*Passage shown:*
- Opening Delimiter -

Hmmm. This is a difficult review to write. First, Ms. James is a good writer with a solid style. The book has an interesting plot that I believe would have been better suited to a full-length novel. It has a strong male lead, Jason with the FBI. The female lead, Chloe, is an odd mix of strength and fragility. When necessary (to the plot) she is courageous, resourceful, strong. When necessary (to that same old plot) she is weak, passive, powerless. Her character feels contrived.
The book starts out with the insta-lust trope. Jason the FBI agent falls for Chloe, the college girl who works at a coffee shop. It takes all of three minutes. He gives her his card with personal information on the back and we get first hand insights via the narration, first from Jason’s POV, then Chloe’s.
When Chloe is abducted (not a spoiler, it happens immediately and it’s in the advertising blurb on Amazon and Goodreads) Jason works the case. Chloe’s incarceration at the hands of her abductor is macabre, but necessary for the plot, I suppose.

- Closing Delimiter -

Can you copy out the whole book review word for word? Work from the book review alone.

*Stored data:*
- Opening Delimiter -

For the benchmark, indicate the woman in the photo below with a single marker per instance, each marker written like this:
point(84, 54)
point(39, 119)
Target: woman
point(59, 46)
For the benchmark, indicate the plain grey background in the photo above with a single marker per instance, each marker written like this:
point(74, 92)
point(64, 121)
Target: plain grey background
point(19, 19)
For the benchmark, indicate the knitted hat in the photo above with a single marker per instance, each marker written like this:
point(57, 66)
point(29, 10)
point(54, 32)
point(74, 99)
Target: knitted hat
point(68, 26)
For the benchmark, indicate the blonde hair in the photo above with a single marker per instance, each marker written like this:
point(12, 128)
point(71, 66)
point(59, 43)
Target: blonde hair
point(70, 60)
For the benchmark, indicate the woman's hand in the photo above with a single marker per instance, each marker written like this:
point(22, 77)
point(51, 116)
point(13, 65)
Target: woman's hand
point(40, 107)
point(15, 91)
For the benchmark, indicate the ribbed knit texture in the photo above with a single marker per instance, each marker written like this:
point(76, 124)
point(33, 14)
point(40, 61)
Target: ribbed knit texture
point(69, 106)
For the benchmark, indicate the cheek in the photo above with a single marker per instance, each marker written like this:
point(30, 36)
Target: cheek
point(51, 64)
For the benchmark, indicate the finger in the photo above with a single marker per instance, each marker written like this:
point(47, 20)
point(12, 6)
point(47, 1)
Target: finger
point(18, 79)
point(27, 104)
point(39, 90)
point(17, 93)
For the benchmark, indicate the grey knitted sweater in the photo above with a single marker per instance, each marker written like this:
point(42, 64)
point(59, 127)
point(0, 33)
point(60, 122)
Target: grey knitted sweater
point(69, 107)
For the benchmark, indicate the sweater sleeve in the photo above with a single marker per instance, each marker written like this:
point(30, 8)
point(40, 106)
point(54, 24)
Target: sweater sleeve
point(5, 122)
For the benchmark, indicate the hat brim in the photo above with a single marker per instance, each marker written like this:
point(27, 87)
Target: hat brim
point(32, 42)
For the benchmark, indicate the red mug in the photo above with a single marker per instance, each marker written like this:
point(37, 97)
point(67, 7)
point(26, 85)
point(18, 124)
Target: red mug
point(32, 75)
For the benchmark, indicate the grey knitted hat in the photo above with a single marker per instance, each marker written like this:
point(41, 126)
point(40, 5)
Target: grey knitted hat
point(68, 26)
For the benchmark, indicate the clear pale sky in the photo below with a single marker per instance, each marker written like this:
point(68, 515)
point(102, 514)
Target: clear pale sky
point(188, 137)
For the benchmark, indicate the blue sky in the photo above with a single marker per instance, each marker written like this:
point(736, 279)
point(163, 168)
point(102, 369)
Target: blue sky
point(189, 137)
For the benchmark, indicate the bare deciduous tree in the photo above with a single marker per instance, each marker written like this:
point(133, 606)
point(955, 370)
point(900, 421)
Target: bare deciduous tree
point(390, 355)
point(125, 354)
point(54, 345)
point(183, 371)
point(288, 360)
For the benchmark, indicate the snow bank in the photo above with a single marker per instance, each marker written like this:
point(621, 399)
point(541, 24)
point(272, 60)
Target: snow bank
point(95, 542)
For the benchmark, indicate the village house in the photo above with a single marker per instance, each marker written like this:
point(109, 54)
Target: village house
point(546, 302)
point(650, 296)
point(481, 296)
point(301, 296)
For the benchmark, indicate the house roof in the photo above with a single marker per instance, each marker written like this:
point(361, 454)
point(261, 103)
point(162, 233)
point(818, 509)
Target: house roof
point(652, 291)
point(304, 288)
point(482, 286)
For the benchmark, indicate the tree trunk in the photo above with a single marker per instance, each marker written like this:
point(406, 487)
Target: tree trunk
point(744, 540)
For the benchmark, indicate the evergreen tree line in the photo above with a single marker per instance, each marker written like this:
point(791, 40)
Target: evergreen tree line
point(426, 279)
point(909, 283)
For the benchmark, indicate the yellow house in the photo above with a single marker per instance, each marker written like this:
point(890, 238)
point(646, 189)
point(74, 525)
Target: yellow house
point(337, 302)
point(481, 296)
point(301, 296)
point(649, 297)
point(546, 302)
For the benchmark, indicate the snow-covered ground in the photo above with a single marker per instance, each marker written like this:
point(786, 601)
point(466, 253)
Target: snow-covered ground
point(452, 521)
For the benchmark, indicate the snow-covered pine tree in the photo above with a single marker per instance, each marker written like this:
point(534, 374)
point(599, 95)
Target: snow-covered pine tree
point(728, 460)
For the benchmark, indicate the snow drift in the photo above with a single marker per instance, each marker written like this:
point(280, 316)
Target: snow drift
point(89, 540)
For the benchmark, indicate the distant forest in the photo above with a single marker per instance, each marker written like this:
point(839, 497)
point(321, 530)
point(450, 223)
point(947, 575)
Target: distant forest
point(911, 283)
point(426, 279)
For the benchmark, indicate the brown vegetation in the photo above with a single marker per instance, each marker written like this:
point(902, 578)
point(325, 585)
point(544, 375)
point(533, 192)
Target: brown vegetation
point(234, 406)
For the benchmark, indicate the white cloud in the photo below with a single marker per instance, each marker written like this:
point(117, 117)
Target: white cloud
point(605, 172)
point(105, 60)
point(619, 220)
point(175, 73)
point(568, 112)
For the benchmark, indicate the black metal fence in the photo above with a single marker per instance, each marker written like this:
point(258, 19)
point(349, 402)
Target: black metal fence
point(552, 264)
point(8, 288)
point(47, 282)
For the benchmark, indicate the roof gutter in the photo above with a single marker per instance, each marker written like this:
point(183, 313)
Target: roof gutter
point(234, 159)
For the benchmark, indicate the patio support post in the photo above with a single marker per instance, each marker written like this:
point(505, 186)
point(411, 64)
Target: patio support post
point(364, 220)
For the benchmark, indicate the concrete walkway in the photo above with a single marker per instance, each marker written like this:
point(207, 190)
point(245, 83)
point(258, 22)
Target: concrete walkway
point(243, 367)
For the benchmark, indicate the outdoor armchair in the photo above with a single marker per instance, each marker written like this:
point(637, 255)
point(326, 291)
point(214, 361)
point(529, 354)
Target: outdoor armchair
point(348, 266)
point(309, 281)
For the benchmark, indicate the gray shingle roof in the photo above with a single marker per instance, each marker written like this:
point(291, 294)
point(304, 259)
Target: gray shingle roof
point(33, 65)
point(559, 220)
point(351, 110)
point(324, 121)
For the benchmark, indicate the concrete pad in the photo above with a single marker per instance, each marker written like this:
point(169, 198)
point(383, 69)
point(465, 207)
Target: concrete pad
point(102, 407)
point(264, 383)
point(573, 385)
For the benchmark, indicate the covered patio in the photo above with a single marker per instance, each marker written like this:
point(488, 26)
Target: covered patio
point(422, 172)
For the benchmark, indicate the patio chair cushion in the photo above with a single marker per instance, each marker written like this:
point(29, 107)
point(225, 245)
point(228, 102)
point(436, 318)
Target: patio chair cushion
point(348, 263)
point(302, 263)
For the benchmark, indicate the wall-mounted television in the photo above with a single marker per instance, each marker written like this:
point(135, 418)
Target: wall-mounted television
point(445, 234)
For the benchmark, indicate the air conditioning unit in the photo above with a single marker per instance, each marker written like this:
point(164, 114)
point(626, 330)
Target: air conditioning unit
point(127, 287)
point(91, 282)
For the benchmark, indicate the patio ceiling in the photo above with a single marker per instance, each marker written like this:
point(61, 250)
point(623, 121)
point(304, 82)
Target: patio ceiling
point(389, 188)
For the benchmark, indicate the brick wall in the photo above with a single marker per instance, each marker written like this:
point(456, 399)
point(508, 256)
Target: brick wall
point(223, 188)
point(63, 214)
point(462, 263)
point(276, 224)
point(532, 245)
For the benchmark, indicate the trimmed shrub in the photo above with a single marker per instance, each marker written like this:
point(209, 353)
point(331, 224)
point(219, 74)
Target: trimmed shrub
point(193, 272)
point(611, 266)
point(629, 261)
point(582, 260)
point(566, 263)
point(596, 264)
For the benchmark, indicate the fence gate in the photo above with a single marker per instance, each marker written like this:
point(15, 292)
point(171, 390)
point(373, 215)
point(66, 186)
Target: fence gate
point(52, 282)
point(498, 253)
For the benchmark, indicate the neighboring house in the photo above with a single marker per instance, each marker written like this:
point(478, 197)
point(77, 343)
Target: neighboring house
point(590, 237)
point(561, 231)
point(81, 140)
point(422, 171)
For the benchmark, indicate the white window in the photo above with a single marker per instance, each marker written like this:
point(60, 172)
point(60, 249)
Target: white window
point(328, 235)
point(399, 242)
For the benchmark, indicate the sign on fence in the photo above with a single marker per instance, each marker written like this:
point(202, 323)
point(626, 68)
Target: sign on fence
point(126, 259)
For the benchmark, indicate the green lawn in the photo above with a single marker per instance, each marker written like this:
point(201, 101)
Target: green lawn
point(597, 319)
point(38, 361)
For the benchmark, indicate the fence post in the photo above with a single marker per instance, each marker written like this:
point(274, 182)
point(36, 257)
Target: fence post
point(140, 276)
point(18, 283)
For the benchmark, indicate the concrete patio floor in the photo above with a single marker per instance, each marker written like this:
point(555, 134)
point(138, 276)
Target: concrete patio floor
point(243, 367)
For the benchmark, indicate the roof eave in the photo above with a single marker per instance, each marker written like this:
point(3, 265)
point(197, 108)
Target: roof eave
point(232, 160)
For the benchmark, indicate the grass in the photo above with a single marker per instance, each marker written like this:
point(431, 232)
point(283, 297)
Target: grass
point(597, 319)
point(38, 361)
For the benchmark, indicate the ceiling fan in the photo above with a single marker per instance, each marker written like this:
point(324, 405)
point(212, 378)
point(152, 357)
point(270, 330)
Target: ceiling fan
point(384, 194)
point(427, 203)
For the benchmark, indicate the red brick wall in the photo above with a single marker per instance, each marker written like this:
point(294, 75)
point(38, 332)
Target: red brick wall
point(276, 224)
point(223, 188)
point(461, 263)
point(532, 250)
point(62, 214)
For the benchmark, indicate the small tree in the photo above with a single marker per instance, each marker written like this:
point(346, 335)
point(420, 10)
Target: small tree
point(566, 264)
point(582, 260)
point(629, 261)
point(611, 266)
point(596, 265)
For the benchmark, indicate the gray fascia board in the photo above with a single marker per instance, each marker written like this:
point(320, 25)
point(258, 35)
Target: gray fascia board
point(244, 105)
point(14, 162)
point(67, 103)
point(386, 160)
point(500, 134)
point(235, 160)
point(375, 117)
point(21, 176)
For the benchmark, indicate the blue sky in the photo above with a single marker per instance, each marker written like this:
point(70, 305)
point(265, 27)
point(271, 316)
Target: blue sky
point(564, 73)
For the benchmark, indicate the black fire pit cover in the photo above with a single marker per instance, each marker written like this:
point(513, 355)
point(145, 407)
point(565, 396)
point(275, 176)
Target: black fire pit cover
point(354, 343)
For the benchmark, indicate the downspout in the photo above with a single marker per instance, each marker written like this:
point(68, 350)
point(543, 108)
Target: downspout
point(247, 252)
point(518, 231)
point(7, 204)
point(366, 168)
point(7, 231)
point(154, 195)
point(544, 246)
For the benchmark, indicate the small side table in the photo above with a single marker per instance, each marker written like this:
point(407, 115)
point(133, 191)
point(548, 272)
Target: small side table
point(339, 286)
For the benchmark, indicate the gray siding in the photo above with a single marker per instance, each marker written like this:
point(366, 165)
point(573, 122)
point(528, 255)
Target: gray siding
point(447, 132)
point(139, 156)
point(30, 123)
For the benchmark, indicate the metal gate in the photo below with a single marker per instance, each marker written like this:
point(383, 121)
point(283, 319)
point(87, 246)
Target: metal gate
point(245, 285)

- Closing Delimiter -

*Task output:*
Hmmm. This is a difficult review to write. First, Ms. James is a good writer with a solid style. The book has an interesting plot that I believe would have been better suited to a full-length novel. It has a strong male lead, Jason with the FBI. The female lead, Chloe, is an odd mix of strength and fragility. When necessary (to the plot) she is courageous, resourceful, strong. When necessary (to that same old plot) she is weak, passive, powerless. Her character feels contrived.
The book starts out with the insta-lust trope. Jason the FBI agent falls for Chloe, the college girl who works at a coffee shop. It takes all of three minutes. He gives her his card with personal information on the back and we get first hand insights via the narration, first from Jason’s POV, then Chloe’s.
When Chloe is abducted (not a spoiler, it happens immediately and it’s in the advertising blurb on Amazon and Goodreads) Jason works the case. Chloe’s incarceration at the hands of her abductor is macabre, but necessary for the plot, I suppose.